Pull out each line in the records below that contains the word "handle".

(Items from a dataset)
— start —
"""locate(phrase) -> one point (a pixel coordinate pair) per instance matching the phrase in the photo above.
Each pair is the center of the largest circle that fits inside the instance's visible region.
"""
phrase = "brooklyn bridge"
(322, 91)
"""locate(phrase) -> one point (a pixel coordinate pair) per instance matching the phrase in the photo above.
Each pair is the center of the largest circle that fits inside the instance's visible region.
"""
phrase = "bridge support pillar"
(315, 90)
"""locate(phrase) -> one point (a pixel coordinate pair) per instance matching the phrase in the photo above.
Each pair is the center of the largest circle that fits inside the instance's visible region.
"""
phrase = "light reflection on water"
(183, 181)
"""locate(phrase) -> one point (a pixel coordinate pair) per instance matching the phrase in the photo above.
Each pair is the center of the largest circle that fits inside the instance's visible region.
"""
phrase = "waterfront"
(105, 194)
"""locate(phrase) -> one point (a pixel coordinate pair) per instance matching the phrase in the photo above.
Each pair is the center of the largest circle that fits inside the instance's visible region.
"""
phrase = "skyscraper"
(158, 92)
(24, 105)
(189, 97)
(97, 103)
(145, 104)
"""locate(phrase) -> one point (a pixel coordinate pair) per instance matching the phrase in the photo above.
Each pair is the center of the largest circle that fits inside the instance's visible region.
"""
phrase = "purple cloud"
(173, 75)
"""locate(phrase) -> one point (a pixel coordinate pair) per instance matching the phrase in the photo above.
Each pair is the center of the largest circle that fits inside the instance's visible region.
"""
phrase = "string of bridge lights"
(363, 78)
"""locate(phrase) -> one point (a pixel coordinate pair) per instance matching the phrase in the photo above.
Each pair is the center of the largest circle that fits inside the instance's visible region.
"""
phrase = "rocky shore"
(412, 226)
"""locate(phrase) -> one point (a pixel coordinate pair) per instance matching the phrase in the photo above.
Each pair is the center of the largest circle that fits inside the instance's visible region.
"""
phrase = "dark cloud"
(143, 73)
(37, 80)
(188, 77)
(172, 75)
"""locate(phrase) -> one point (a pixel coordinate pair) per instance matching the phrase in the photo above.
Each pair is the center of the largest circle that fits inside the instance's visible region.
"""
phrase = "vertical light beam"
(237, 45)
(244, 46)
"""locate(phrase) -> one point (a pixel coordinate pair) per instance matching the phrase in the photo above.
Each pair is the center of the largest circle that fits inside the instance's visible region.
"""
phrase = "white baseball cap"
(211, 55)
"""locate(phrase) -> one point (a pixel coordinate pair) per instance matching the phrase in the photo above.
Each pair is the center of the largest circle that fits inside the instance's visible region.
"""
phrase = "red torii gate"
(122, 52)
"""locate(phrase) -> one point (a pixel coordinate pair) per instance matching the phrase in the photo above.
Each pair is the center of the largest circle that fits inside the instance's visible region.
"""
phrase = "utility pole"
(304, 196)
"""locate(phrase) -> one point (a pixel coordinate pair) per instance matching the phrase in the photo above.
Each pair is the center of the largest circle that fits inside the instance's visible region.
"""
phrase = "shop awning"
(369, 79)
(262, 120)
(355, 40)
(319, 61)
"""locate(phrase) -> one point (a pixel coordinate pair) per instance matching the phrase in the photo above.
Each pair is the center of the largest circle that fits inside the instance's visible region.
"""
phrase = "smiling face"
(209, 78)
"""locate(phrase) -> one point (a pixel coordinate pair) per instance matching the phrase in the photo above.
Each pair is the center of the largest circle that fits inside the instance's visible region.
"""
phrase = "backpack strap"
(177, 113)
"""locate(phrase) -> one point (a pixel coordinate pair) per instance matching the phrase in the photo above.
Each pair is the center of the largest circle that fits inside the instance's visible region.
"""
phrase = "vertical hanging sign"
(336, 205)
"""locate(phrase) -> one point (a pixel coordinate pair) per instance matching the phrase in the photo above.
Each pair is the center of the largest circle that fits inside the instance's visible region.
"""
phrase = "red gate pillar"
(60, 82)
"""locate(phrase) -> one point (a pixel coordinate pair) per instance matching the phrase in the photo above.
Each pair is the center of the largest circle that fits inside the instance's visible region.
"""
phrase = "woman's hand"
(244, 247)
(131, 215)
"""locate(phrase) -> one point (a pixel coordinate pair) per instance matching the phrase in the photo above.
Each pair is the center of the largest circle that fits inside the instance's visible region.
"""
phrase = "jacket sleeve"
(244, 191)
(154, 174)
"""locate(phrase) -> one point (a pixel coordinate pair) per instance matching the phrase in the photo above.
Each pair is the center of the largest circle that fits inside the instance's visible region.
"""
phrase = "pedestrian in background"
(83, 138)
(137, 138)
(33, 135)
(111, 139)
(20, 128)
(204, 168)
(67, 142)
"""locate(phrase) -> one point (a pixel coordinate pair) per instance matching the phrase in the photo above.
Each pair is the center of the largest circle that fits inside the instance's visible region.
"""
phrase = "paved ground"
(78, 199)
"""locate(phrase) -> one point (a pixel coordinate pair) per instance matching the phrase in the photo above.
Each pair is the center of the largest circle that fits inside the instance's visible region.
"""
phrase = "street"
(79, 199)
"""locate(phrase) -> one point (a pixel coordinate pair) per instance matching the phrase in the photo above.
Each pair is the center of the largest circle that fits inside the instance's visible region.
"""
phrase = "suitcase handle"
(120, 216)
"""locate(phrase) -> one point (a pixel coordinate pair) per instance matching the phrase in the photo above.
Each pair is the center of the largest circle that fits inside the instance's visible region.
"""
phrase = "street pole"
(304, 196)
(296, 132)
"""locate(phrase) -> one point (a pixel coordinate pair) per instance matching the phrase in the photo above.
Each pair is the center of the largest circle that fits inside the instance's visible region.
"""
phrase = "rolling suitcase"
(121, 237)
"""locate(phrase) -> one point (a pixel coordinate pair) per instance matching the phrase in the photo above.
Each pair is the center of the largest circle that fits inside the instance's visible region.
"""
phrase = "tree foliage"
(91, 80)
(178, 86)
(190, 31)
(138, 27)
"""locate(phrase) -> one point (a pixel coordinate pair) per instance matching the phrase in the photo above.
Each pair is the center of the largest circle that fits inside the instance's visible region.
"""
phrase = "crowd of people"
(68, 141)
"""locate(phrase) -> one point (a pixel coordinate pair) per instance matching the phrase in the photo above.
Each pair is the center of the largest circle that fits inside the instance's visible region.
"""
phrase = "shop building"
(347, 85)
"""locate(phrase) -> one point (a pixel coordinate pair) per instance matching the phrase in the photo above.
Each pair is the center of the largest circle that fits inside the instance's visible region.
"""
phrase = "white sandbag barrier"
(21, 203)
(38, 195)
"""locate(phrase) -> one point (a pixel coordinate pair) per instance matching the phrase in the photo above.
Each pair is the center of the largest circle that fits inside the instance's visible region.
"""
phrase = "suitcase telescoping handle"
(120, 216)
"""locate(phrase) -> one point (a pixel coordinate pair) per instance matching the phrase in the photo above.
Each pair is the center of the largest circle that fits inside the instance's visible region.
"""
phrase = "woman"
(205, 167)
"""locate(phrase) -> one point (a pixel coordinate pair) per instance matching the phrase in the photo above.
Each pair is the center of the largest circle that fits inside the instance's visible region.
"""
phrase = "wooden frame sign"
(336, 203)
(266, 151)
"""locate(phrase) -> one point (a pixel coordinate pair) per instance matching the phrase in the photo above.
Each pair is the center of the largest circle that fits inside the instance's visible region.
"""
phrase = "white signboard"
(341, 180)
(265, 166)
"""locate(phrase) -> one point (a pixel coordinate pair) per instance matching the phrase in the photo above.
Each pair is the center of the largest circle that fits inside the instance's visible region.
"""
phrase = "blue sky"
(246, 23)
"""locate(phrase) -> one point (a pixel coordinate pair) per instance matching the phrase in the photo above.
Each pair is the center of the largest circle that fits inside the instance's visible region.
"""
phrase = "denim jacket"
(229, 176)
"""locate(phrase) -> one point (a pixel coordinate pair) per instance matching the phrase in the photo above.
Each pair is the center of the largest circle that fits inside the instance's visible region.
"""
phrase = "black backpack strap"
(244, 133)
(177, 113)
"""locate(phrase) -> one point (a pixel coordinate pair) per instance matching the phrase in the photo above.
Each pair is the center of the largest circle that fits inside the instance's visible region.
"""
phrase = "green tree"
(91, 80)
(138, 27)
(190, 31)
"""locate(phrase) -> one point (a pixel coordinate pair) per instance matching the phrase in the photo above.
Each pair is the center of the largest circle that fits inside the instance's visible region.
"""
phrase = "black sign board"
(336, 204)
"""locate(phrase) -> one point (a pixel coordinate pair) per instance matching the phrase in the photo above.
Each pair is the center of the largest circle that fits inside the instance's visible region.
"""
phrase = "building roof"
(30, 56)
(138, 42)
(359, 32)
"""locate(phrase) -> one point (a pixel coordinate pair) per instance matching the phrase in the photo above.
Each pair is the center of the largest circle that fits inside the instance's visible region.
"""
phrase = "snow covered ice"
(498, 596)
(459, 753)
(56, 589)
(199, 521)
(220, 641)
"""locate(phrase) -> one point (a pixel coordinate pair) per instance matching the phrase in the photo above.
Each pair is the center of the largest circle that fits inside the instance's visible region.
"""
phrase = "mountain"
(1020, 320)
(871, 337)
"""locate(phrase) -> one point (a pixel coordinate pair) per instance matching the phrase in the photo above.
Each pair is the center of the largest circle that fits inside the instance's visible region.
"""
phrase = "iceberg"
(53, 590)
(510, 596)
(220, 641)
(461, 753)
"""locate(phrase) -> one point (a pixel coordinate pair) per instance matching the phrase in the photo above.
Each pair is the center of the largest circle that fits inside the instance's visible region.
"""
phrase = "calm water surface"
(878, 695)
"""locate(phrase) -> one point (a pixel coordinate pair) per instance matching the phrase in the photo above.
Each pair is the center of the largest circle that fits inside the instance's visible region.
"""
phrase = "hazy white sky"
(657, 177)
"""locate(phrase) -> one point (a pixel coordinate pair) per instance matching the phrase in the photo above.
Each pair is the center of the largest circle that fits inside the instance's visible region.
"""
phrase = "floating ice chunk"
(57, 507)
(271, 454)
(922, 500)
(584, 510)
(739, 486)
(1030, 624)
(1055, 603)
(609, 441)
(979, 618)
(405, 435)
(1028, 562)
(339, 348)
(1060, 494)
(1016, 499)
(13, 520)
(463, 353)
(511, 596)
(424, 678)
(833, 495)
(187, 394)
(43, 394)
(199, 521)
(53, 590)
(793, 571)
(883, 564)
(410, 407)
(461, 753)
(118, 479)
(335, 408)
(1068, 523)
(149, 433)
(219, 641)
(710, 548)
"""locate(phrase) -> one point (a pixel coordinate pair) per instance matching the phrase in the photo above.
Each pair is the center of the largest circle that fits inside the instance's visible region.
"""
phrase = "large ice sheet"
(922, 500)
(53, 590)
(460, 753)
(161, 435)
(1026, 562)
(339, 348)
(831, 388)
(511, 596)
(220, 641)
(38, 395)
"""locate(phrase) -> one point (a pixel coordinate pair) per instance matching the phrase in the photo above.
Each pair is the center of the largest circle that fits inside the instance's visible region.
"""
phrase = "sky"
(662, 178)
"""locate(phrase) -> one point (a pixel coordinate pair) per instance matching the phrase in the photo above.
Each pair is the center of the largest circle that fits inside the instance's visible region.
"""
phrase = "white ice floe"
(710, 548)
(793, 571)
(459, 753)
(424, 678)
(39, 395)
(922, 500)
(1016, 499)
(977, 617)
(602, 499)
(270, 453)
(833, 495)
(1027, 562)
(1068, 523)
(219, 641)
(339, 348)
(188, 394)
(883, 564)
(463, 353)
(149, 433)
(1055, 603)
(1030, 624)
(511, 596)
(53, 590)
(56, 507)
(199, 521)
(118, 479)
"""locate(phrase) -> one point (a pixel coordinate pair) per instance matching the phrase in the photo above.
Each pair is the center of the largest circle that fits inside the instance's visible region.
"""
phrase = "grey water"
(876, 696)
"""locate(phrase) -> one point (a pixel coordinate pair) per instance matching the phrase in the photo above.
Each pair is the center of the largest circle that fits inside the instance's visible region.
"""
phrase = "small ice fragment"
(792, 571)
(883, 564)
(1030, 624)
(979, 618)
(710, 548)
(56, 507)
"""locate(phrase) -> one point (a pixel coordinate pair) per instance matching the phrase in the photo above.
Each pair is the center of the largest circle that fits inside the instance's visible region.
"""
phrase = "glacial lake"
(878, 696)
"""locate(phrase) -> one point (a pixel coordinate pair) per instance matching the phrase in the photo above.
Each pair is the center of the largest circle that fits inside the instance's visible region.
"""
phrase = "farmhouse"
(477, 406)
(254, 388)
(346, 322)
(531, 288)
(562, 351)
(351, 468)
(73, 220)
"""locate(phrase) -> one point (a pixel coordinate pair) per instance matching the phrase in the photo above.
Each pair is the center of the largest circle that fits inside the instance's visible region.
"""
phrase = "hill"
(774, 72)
— end —
■ Answer in full ■
phrase = "suitcase handle"
phrase = "suitcase telescoping handle"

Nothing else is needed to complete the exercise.